## PROMPT:
Copy every entry precisely.

(Records)

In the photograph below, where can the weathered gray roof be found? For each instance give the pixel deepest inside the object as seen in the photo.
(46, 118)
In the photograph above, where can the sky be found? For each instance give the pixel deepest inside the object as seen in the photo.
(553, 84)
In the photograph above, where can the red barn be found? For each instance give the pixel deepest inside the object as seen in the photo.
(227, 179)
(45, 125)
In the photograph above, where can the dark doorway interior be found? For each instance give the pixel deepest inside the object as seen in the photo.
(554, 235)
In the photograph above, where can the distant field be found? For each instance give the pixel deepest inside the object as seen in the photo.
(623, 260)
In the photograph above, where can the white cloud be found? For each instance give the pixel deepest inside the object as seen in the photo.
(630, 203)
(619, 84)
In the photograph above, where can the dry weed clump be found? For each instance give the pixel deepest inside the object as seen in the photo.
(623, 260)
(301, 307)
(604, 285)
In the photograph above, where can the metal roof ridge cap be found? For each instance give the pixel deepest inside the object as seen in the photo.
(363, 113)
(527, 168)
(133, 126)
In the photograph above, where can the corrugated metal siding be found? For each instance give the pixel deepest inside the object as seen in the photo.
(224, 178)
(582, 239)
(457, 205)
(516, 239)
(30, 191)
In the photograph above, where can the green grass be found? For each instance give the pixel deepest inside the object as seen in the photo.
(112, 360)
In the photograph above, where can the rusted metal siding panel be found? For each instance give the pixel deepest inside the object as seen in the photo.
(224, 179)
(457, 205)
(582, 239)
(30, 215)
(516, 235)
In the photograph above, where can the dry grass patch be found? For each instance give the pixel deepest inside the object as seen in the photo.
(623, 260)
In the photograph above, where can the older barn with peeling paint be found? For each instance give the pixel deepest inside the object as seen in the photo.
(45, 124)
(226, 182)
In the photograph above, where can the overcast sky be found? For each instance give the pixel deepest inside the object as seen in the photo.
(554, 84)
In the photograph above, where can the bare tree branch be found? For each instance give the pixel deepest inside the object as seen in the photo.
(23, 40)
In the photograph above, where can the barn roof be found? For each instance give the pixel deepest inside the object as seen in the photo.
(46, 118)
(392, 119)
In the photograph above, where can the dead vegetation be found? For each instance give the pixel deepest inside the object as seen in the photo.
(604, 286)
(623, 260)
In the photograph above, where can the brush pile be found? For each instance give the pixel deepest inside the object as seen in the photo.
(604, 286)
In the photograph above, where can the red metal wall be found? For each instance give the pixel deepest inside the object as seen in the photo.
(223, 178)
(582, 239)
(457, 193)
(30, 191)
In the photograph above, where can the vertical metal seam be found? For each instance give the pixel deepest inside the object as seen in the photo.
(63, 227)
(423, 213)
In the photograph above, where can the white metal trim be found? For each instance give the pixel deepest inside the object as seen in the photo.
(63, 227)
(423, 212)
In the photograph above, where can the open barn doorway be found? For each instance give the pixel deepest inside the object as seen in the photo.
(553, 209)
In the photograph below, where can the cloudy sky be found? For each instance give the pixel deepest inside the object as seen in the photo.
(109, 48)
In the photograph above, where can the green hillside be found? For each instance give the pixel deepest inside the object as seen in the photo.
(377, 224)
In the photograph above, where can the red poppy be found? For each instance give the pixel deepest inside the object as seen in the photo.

## ANSWER TO THE EXERCISE:
In the photograph below, where can the weathered gray roof be found? For each instance give the pixel deepest inside the object as seen in the photo.
(46, 118)
In the photograph above, where can the sky be found? For each instance give the pixel deepest inside the object as seen in the photo.
(553, 84)
In the photograph above, where can the red barn be found? For each instance give the pixel deepest inside the object as seen in the photo.
(227, 179)
(45, 125)
In the photograph above, where can the dark doorway interior be found? For each instance give the pixel deepest inside the object as seen in the photo.
(554, 235)
In the photograph above, where can the distant field be found? For each instance give the pixel deepest inside the object as seen in the photo.
(623, 260)
In the photograph above, where can the white cloud be found? For each instance give the pixel deepest inside the object as seen in the photo.
(630, 203)
(619, 84)
In the photograph above, where can the dry weed clump be found? For each instance give the pixel deepest inside the object as seen in the photo.
(623, 260)
(301, 307)
(604, 285)
In the photograph above, where can the metal roof ridge cap be found? For each instance give the pixel deepest inside the object as seen in the photo.
(363, 113)
(527, 168)
(133, 126)
In the photograph above, where can the corrugated metal siding be found? For each instance give the pixel deepest inside the object as seen in the photo.
(224, 178)
(582, 239)
(457, 205)
(516, 239)
(30, 191)
In the photograph above, where can the green grass be found? For each instance give the pixel deepest inside the object as seen in the photo.
(112, 360)
In the photograph above, where can the rusted metal siding panel be found? For each instance give the pixel deepest inside the object as seen in the photo.
(224, 179)
(457, 205)
(582, 239)
(30, 215)
(516, 235)
In the photograph above, where can the dry grass patch be found? For each instance give the pixel deepest inside the object as seen in the photo.
(623, 260)
In the photograph above, where can the older barn with peeling paint be found? For each instance give the pixel deepest inside the object as seen in the photo.
(45, 124)
(226, 182)
In the photograph above, where can the overcast sky be found? For each instance give the pixel deepest inside the object as seen in the photo.
(554, 84)
In the photograph above, where can the bare tree branch be found? For each instance give the pixel deepest inside the object as seen in the photo.
(23, 40)
In the photograph above, where can the barn roof be found? For each instance give the pixel deepest inside the object as seen in the photo.
(46, 118)
(392, 119)
In the photograph above, where can the dead vegetation be found? For each instance give the pixel deepest inside the object as seen in the photo.
(604, 286)
(623, 260)
In the photograph above, where can the brush pile be found? For each instance give the pixel deepest inside the object as seen in the photo.
(604, 286)
In the photograph above, where can the red metal wall be found? For each instance give the pixel deepest inside the object as seen in the photo.
(223, 178)
(582, 239)
(457, 193)
(30, 191)
In the photograph above, where can the vertical metal seam be found? For each instance give the pixel deepest inside the object as seen in the photo.
(63, 227)
(423, 213)
In the photograph above, where can the white metal trim be found? For each instance give the pixel deepest inside the object as seen in the photo.
(63, 227)
(423, 212)
In the photograph above, where can the open barn doorway be found? For each instance give the pixel deepest inside the object as seen in the photo.
(553, 209)
In the photograph below, where can the cloudy sky be found? For each instance give the pixel deepest inside the object as seen in the photo.
(109, 48)
In the photograph above, where can the green hillside be found? For each instance give the pixel deepest inside the object as seen in the photo.
(377, 224)
In the photograph above, where can the red poppy be found? For each instance give the pixel deepest inside the object as seen in the photo.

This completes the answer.